» **Work instructions**: Rewrite all of the rows below, replacing "dark trousers" with "dark pants" and leaving everything else unchanged.

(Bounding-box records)
╭──
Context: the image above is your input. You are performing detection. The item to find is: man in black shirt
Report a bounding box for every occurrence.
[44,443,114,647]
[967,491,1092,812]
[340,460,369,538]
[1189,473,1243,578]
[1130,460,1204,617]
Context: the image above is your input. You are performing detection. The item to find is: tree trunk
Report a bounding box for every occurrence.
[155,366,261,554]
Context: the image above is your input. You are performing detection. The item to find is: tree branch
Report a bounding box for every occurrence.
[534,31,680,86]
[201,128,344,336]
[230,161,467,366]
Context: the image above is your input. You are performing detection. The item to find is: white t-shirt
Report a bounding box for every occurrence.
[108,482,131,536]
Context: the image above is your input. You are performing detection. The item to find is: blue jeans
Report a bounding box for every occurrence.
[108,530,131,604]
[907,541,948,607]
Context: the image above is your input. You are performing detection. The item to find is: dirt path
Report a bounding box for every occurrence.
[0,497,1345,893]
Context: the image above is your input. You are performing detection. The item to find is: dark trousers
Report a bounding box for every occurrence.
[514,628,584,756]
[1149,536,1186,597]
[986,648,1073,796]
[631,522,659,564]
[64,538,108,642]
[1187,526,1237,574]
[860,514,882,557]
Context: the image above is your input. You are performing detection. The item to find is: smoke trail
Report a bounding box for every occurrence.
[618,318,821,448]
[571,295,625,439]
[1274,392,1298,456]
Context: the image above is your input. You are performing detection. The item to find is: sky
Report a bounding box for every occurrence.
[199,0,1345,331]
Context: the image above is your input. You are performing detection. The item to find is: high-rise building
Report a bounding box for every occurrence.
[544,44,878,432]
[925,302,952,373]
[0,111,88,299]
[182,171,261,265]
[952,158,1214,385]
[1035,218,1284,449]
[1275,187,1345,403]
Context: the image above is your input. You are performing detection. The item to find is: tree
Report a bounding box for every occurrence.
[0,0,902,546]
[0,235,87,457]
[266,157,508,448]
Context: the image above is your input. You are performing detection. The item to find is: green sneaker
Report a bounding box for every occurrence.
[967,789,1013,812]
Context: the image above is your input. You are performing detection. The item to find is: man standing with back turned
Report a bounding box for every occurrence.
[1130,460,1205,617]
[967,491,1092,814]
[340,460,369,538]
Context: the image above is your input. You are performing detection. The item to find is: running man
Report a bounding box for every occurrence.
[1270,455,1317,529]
╰──
» **The output**:
Context: the image above is your input. You are performing detection. The item to find is: man in black shirt
Report a bounding box for every occurrence.
[44,443,114,647]
[967,491,1092,812]
[340,460,369,538]
[1189,473,1243,578]
[1130,460,1204,617]
Context: the image above is your input. You are performing detection. The item to find is: tree trunk
Report a bounding box for every occurrence.
[155,366,261,554]
Context: the image above is your input. You are performing detection. The item to find is: tree branch
Report a bounding box for every occurrence.
[534,31,680,86]
[201,128,344,336]
[230,161,467,366]
Context: the image above is your input. You are performing detection. The item to find is: white t-shirt
Report a bounding box for every occurrence.
[108,482,131,536]
Context: the image above is your input. You are performing detection. The item to find is: blue jeans
Report a bounding box for every occurrence.
[108,530,131,604]
[907,541,948,607]
Context: the image above is your input. You are performing detection. The item to find is: dirt path
Report a bounding box for every occurrence.
[0,497,1345,893]
Context: the image above is your input. You are performing detection. The item to find is: dark pants
Report a bounding box for every occurrence.
[514,628,584,756]
[1149,536,1186,597]
[986,648,1073,796]
[631,522,659,564]
[64,538,108,642]
[1187,526,1237,574]
[860,514,882,557]
Context: the image above is your input. You are performing detection. The item to find is: smoke trail
Report a bounding box for every occurrence.
[618,318,821,448]
[571,295,625,439]
[1274,392,1298,456]
Context: the image above is your input. You are performing detection. The item to find is: sky
Report a bounding box for every occurrence.
[199,0,1345,331]
Context: the image above is your input. You are performing detection. The item to find is: high-rise building
Report a bounding box for every occurrence.
[544,44,878,432]
[925,302,952,373]
[0,111,88,299]
[182,171,261,265]
[952,158,1214,385]
[1035,218,1284,449]
[1275,187,1345,403]
Context: the image above is your input. You are performing detection. The item to find is: tree
Report a bounding box for every occurrence.
[0,0,902,546]
[0,235,87,457]
[266,157,508,448]
Context: the image above is your input. You are performing detection. The item to find is: green sneaker
Report a bounding box for every occurrence.
[967,789,1013,812]
Context: the image above is your input. You are performing detection. The item to find is: man standing with back turned
Report a bounding box for every occurrence.
[1130,460,1205,617]
[967,491,1092,814]
[340,460,369,538]
Context: the image above is your input. You are performing detection. The item to find is: running man
Report a bounding box for every occurrence.
[1270,455,1317,529]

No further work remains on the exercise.